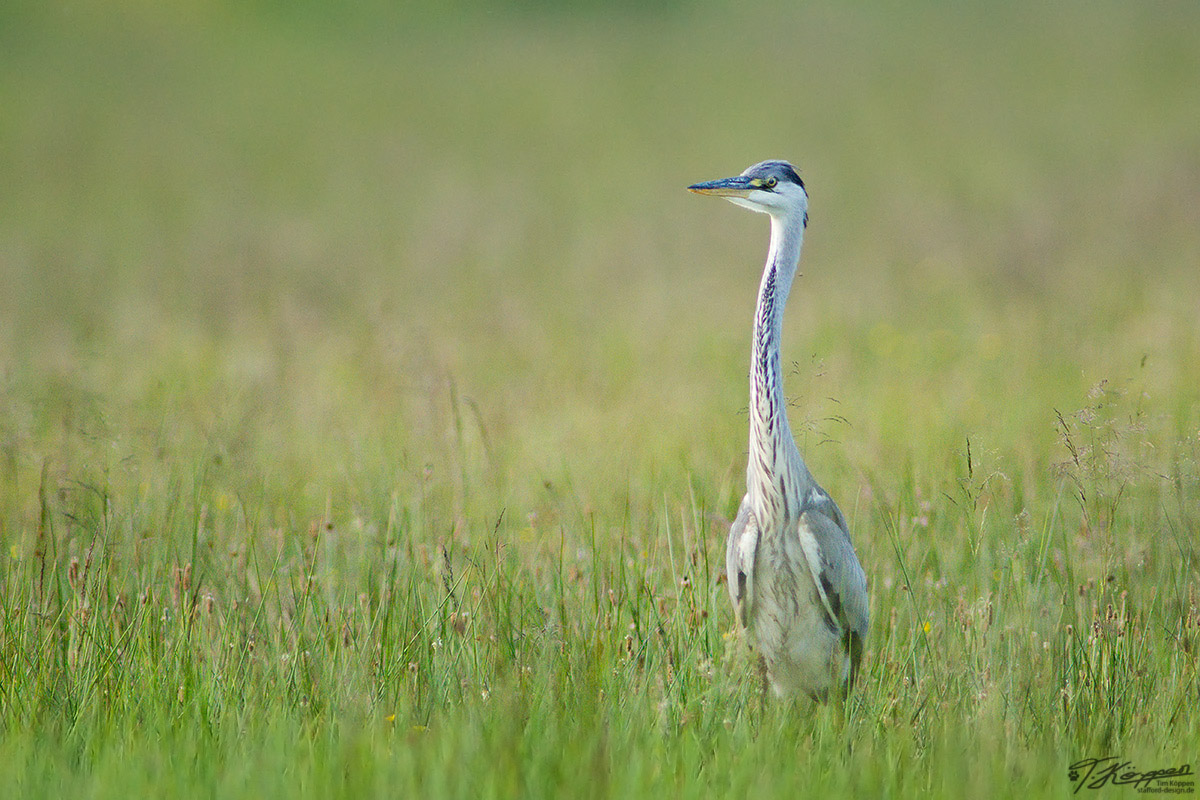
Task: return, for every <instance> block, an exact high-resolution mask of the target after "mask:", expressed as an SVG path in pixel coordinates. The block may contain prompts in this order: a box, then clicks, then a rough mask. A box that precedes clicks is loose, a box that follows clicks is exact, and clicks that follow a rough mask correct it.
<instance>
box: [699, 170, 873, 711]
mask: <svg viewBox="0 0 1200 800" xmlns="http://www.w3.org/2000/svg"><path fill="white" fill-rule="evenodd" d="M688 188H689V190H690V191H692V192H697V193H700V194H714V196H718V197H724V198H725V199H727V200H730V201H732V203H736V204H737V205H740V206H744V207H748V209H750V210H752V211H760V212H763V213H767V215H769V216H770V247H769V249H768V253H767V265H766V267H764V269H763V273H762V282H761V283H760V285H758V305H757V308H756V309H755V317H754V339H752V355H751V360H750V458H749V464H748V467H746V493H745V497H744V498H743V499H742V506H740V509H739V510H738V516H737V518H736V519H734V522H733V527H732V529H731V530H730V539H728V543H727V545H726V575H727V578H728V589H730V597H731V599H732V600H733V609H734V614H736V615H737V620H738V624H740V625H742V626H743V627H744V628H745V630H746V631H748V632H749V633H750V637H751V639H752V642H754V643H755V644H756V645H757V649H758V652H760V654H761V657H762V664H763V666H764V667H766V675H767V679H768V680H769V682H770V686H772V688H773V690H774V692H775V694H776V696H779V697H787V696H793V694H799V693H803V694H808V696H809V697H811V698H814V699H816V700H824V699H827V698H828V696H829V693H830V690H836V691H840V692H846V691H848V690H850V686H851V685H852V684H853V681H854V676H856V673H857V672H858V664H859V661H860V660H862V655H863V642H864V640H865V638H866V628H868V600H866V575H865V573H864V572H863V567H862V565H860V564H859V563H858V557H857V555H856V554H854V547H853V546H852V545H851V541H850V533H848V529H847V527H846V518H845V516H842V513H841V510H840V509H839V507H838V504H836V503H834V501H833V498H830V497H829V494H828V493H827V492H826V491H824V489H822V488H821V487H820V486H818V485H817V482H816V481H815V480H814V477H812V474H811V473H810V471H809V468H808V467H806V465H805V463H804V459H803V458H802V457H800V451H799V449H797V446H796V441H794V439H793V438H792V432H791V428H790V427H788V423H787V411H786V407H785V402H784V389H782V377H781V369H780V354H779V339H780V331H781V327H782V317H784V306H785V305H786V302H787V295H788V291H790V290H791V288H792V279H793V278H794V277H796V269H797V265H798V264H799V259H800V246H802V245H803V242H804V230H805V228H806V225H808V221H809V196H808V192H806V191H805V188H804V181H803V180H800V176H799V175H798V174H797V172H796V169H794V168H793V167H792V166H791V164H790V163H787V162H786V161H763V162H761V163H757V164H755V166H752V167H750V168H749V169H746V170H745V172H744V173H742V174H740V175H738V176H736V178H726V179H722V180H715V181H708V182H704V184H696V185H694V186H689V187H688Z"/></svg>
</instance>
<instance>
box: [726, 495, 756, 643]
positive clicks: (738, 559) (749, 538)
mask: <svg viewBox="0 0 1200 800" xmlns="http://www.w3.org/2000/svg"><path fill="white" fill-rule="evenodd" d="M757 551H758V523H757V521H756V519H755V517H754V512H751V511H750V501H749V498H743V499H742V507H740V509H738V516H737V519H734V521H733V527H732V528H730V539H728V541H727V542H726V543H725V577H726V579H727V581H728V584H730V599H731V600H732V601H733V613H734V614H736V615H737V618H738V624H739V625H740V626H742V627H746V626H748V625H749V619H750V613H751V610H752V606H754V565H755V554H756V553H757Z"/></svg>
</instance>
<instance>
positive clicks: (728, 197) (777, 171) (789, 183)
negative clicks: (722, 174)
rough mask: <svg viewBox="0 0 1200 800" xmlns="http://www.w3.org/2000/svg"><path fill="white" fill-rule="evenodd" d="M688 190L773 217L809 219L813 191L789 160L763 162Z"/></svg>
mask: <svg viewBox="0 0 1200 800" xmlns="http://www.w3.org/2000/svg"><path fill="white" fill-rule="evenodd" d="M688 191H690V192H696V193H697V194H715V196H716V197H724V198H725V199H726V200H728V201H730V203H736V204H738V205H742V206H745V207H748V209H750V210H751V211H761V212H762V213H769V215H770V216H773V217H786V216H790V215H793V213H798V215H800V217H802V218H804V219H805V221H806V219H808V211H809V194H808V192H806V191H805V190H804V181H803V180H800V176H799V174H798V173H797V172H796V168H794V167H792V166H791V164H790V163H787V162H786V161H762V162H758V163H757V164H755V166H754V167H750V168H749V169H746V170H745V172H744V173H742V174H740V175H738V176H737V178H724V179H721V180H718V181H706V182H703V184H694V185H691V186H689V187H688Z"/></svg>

* [Work instructions] Pull out every line of the material that contains the string "positive", treating uppercase and lowercase as different.

* [Completed task]
positive clicks: (738, 559) (749, 538)
positive clicks: (728, 197) (777, 171) (789, 183)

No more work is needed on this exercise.